**INSTRUCTIONS FOR THE TASK:**
Put the lines below into a Markdown table with two columns, "No." for the row number and "Line" for the text, and skip any blank lines. Leave the pictures out.

___ DATA IN THIS EXERCISE

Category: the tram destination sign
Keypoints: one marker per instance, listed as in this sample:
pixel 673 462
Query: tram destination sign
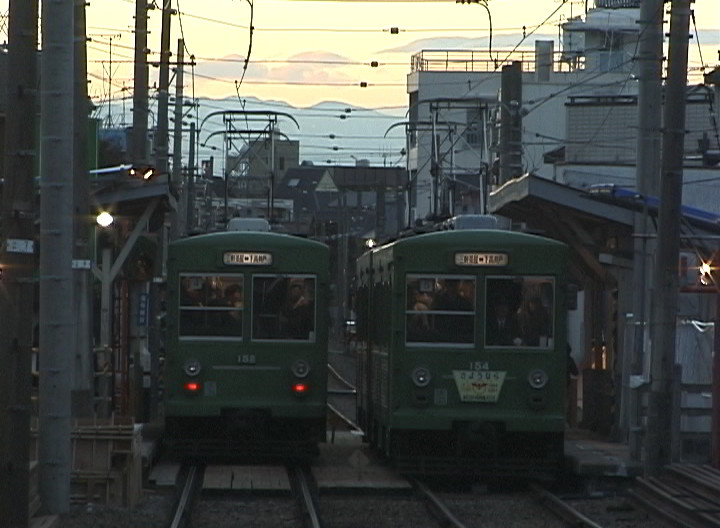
pixel 481 259
pixel 241 258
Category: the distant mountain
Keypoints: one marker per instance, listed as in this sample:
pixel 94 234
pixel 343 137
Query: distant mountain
pixel 328 131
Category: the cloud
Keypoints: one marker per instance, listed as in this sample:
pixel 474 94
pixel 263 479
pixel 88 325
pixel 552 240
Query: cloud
pixel 311 66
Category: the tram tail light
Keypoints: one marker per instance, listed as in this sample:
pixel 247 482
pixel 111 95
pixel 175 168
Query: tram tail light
pixel 193 387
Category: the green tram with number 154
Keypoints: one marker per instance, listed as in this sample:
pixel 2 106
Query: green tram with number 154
pixel 246 344
pixel 462 356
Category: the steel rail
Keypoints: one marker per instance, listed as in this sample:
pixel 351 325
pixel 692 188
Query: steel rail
pixel 351 388
pixel 184 504
pixel 562 509
pixel 439 509
pixel 307 502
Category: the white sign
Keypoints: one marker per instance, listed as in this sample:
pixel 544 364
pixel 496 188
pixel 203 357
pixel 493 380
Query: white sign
pixel 479 386
pixel 16 245
pixel 237 258
pixel 481 259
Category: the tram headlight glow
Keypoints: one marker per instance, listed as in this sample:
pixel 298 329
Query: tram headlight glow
pixel 421 377
pixel 538 378
pixel 192 367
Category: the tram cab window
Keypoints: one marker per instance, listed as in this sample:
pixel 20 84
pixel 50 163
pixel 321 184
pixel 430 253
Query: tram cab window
pixel 519 311
pixel 284 307
pixel 211 306
pixel 440 309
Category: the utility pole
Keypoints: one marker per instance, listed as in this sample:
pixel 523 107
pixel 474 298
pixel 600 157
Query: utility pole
pixel 178 229
pixel 17 255
pixel 56 229
pixel 190 194
pixel 161 136
pixel 665 295
pixel 140 83
pixel 647 178
pixel 83 384
pixel 510 122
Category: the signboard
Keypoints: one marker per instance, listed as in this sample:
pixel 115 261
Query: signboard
pixel 481 259
pixel 238 258
pixel 479 385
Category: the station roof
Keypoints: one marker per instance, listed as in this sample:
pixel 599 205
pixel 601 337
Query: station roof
pixel 597 222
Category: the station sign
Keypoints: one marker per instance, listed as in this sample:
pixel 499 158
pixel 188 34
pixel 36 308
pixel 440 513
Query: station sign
pixel 481 259
pixel 241 258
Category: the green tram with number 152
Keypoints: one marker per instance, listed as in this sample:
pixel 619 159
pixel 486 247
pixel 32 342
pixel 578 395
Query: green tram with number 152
pixel 246 342
pixel 462 356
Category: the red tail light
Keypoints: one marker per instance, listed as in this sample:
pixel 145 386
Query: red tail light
pixel 300 388
pixel 192 386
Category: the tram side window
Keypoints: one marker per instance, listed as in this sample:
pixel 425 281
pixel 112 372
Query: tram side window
pixel 284 307
pixel 211 305
pixel 440 309
pixel 519 311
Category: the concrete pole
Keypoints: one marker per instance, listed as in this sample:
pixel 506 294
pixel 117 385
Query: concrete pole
pixel 57 331
pixel 140 83
pixel 647 178
pixel 510 122
pixel 161 137
pixel 190 194
pixel 83 379
pixel 17 256
pixel 665 294
pixel 177 225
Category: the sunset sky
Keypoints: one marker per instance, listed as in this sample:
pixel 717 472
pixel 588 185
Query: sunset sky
pixel 305 52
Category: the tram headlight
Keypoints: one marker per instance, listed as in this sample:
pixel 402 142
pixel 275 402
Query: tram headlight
pixel 538 378
pixel 421 377
pixel 301 368
pixel 192 367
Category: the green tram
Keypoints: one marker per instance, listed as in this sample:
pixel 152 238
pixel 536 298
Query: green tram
pixel 445 386
pixel 246 344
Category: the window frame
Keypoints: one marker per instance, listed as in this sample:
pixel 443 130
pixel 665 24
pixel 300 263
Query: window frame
pixel 407 313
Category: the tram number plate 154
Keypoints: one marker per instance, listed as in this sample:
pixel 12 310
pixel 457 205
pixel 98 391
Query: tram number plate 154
pixel 479 386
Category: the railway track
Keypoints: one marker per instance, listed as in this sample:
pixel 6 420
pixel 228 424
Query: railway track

______

**THE RESULT:**
| No. | Line |
|---|---|
| 1 | Category: the tram destination sign |
| 2 | Keypoints: one marker per instance, listed as in this sample: |
| 3 | pixel 673 462 |
| 4 | Query: tram destination sign |
| 5 | pixel 481 259 |
| 6 | pixel 241 258 |
| 7 | Category: the distant mountain |
| 8 | Keypoints: one marker per instance, listed as in this sample: |
| 9 | pixel 94 234 |
| 10 | pixel 343 137 |
| 11 | Query: distant mountain |
| 12 | pixel 328 131 |
| 13 | Category: the cloud |
| 14 | Keypoints: one marker per instance, listed as in this sample: |
| 15 | pixel 474 94 |
| 16 | pixel 263 479 |
| 17 | pixel 88 325 |
| 18 | pixel 552 240 |
| 19 | Query: cloud |
| 20 | pixel 311 66 |
| 21 | Category: the tram tail light |
| 22 | Keypoints: one marker per instance, listed as in this sample: |
| 23 | pixel 247 482 |
| 24 | pixel 111 95 |
| 25 | pixel 175 168 |
| 26 | Query: tram tail light |
| 27 | pixel 193 387 |
| 28 | Category: the green tram with number 154 |
| 29 | Keypoints: one marker per instance, listed as in this sample: |
| 30 | pixel 2 106 |
| 31 | Query: green tram with number 154 |
| 32 | pixel 246 344 |
| 33 | pixel 462 356 |
| 34 | Category: the steel rail |
| 35 | Keypoints: one marker per instance, listed as in this sample: |
| 36 | pixel 351 325 |
| 37 | pixel 692 188 |
| 38 | Query: steel rail |
| 39 | pixel 351 388 |
| 40 | pixel 184 504 |
| 41 | pixel 562 509 |
| 42 | pixel 439 509 |
| 43 | pixel 307 502 |
| 44 | Category: the white sign |
| 45 | Keypoints: one marker per instance, listed as in this sample: |
| 46 | pixel 544 364 |
| 47 | pixel 496 188 |
| 48 | pixel 203 357 |
| 49 | pixel 493 380 |
| 50 | Query: white sign |
| 51 | pixel 479 386 |
| 52 | pixel 16 245 |
| 53 | pixel 237 258 |
| 54 | pixel 481 259 |
| 55 | Category: the tram headlight glow |
| 56 | Keypoints: one marker per instance, listed as in this sample: |
| 57 | pixel 298 329 |
| 58 | Query: tram headlight glow |
| 59 | pixel 421 377 |
| 60 | pixel 538 378 |
| 61 | pixel 192 367 |
| 62 | Category: the tram cab window |
| 63 | Keypoints: one marker per instance, listed as in this sample: |
| 64 | pixel 20 84 |
| 65 | pixel 50 163 |
| 66 | pixel 321 184 |
| 67 | pixel 430 253 |
| 68 | Query: tram cab window |
| 69 | pixel 519 311 |
| 70 | pixel 284 307 |
| 71 | pixel 211 306 |
| 72 | pixel 440 309 |
| 73 | Category: the utility pole |
| 74 | Keypoints: one marker per instance, listed as in this sample: |
| 75 | pixel 523 107 |
| 76 | pixel 474 298 |
| 77 | pixel 600 157 |
| 78 | Query: utility pole |
| 79 | pixel 178 229 |
| 80 | pixel 17 255 |
| 81 | pixel 56 229 |
| 82 | pixel 190 194 |
| 83 | pixel 161 136 |
| 84 | pixel 665 295 |
| 85 | pixel 140 83 |
| 86 | pixel 647 178 |
| 87 | pixel 83 384 |
| 88 | pixel 510 122 |
| 89 | Category: the signboard |
| 90 | Keypoints: one marker per instance, listed as in this sample: |
| 91 | pixel 115 261 |
| 92 | Query: signboard |
| 93 | pixel 481 259 |
| 94 | pixel 238 258 |
| 95 | pixel 479 385 |
| 96 | Category: the station roof |
| 97 | Keypoints: one marker per instance, listed as in this sample: |
| 98 | pixel 599 205 |
| 99 | pixel 601 337 |
| 100 | Query: station roof |
| 101 | pixel 597 222 |
| 102 | Category: the station sign |
| 103 | Keypoints: one marker per instance, listed as in this sample: |
| 104 | pixel 499 158 |
| 105 | pixel 188 34 |
| 106 | pixel 36 308 |
| 107 | pixel 440 513 |
| 108 | Query: station sign |
| 109 | pixel 481 259 |
| 110 | pixel 241 258 |
| 111 | Category: the green tram with number 152 |
| 112 | Keypoints: one marker per instance, listed as in this sample: |
| 113 | pixel 619 159 |
| 114 | pixel 486 247 |
| 115 | pixel 32 342 |
| 116 | pixel 578 395 |
| 117 | Query: green tram with number 152 |
| 118 | pixel 246 342 |
| 119 | pixel 462 356 |
| 120 | Category: the red tail light |
| 121 | Keypoints: one marker per instance, listed as in this sample: |
| 122 | pixel 145 386 |
| 123 | Query: red tail light |
| 124 | pixel 300 388 |
| 125 | pixel 192 386 |
| 126 | Category: the tram side window |
| 127 | Keypoints: one marker per instance, listed as in this sample: |
| 128 | pixel 425 281 |
| 129 | pixel 112 372 |
| 130 | Query: tram side window |
| 131 | pixel 284 307 |
| 132 | pixel 211 305 |
| 133 | pixel 440 309 |
| 134 | pixel 519 311 |
| 135 | Category: the concrete pole |
| 136 | Keypoints: one marker per instance, listed as in this sample: |
| 137 | pixel 506 294 |
| 138 | pixel 117 385 |
| 139 | Query: concrete pole |
| 140 | pixel 57 331 |
| 141 | pixel 140 83 |
| 142 | pixel 647 178 |
| 143 | pixel 510 122 |
| 144 | pixel 161 137 |
| 145 | pixel 190 194 |
| 146 | pixel 83 379 |
| 147 | pixel 17 256 |
| 148 | pixel 665 294 |
| 149 | pixel 177 225 |
| 150 | Category: the sunset sky |
| 151 | Keypoints: one marker per instance, listed as in this sample: |
| 152 | pixel 717 472 |
| 153 | pixel 588 185 |
| 154 | Query: sunset sky |
| 155 | pixel 305 52 |
| 156 | Category: the tram headlight |
| 157 | Keypoints: one marker per instance, listed as in this sample: |
| 158 | pixel 402 142 |
| 159 | pixel 275 402 |
| 160 | Query: tram headlight |
| 161 | pixel 538 378 |
| 162 | pixel 421 377 |
| 163 | pixel 301 368 |
| 164 | pixel 192 367 |
| 165 | Category: the green tram |
| 166 | Keypoints: one marker per instance, listed as in this sample: |
| 167 | pixel 152 238 |
| 168 | pixel 536 298 |
| 169 | Query: green tram |
| 170 | pixel 445 386 |
| 171 | pixel 246 344 |
| 172 | Category: the window frame |
| 173 | Keypoints: one marker per instance, listed as in this sample: |
| 174 | pixel 443 130 |
| 175 | pixel 665 24 |
| 176 | pixel 300 263 |
| 177 | Query: window frame |
| 178 | pixel 407 313 |
| 179 | Category: the tram number plate 154 |
| 180 | Keypoints: one marker per instance, listed as in this sample: |
| 181 | pixel 12 310 |
| 182 | pixel 457 205 |
| 183 | pixel 98 391 |
| 184 | Query: tram number plate 154 |
| 185 | pixel 479 386 |
| 186 | Category: the railway track |
| 187 | Keypoints: one marker per instance, listed as in this sample: |
| 188 | pixel 6 420 |
| 189 | pixel 228 424 |
| 190 | Query: railway track |